=== AUFGABEN ===
• A. Gib den Abschnitt des Übungstexts von „Der alte Rentner“ bis „keine vollständige Regeneration!“ wortgetreu wieder.
• B. Erkläre in ein bis drei Sätzen anhand des Übungstexts, warum sich der alte Rentner nicht mehr hinlegt.
• C. Schreibe den Übungstext über den alten Rentner mit Arthrose nach seinem letzten Satz weiter.

=== ÜBUNGSTEXT ===
18/08/2022
“Der legt sich nicht mehr hin…”
Der alte Rentner meiner Freundin leidet an Arthrose, er hat Spat in den Sprunggelenken und legt sich nicht mehr hin. Das Hinlegen und Aufstehen ist einfach zu schmerzhaft und es geht nur noch so langsam, dass er sich auch nicht mehr sicher fühlt dabei als Fluchttier, denn im Notfall würde er ja nicht mehr schnell wegrennen können. Er ist schlapp, lustlos und ist auch schon mal zusammengebrochen - der fehlende Schlaf macht ihm sichtlich zu schaffen, denn ohne hinlegen kein REM-Schlaf und keine vollständige Regeneration!
und nun?

=== MATERIAL ===
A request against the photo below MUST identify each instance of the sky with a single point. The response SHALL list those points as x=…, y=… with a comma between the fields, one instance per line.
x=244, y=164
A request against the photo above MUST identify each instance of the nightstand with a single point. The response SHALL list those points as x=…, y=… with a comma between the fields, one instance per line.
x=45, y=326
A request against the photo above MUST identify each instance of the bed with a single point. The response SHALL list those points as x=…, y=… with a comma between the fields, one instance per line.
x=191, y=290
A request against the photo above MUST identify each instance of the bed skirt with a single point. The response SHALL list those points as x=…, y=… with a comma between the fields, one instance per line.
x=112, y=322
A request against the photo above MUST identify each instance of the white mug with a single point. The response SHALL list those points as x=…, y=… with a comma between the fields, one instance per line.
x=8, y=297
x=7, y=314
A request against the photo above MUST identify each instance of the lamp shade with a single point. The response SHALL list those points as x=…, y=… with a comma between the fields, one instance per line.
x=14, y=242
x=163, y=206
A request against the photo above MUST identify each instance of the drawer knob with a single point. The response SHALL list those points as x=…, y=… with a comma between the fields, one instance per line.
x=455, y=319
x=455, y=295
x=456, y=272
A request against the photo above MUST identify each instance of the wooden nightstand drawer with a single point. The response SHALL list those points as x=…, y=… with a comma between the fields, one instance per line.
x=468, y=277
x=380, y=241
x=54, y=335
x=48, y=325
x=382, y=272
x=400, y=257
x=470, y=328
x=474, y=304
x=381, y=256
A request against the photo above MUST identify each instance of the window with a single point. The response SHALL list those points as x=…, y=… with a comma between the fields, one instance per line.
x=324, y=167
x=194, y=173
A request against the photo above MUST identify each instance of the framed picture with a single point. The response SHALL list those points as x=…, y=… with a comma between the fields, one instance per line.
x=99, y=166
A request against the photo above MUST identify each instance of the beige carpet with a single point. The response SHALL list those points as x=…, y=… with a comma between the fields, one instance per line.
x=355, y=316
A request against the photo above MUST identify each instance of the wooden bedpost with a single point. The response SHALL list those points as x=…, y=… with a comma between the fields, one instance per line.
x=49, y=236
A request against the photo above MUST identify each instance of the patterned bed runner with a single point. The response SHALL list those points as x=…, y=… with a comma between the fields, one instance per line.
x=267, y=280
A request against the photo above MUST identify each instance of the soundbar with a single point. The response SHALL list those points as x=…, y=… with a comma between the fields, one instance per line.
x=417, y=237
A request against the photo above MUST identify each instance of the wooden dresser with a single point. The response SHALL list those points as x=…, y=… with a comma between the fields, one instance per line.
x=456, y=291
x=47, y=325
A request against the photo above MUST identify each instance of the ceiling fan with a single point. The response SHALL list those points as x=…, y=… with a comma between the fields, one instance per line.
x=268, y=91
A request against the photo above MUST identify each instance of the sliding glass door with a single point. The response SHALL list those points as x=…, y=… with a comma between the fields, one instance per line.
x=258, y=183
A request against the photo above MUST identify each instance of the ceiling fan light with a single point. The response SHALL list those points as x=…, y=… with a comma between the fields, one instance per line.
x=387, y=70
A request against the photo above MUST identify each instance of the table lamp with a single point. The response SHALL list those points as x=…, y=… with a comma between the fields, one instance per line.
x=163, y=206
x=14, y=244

=== ANTWORTEN ===
• A.
Der alte Rentner meiner Freundin leidet an Arthrose, er hat Spat in den Sprunggelenken und legt sich nicht mehr hin. Das Hinlegen und Aufstehen ist einfach zu schmerzhaft und es geht nur noch so langsam, dass er sich auch nicht mehr sicher fühlt dabei als Fluchttier, denn im Notfall würde er ja nicht mehr schnell wegrennen können. Er ist schlapp, lustlos und ist auch schon mal zusammengebrochen - der fehlende Schlaf macht ihm sichtlich zu schaffen, denn ohne hinlegen kein REM-Schlaf und keine vollständige Regeneration!

• B. Das Hinlegen und Aufstehen ist für ihn zu schmerzhaft und geht nur noch sehr langsam. Deshalb fühlt er sich dabei als Fluchttier nicht mehr sicher, denn im Notfall könnte er nicht mehr schnell wegrennen.

• C.
Hier 3 Stellschrauben:
Grunderkrankung therapieren und unterstüzen
Untergrund und Größe der Liegefläche optimieren
Sicherheitsgefühl stärken
Behandlung der Grunderkrankung - denn der REM-Schlafmangel ist am Ende nur ein Begleiterscheinung der Arthrose und diese muss daher in den Fokus gesetzt werden.
Zunächst den Liegeplatz überprüfen, Pferde legen sich gerne auf trockene, weiche-verformbare, rutschfeste und gut riechende Böden ab und brauchen genügend Platz - also alles optimieren in Punkto Einstreu. Gummimatten ohne Einstreu darüber sind hier NICHT die Wahl! Pferde legen sich nämlich nicht überall! Ebenso die Größe der Liegefläche sollte in Augenschein genommen, nach Zeitler-Feicht und Muggenthaler müssen die Angaben der Richtlinien für pferdegerechter Haltung verdoppelt werden, wenn auch alle rangniederen Tiere einer Gruppe ausreichend Platz zum Ruhe haben sollen, denn erst dann liegen rangniedere Tiere auch genauso oft und vor allem so lange wie Ranghöhere.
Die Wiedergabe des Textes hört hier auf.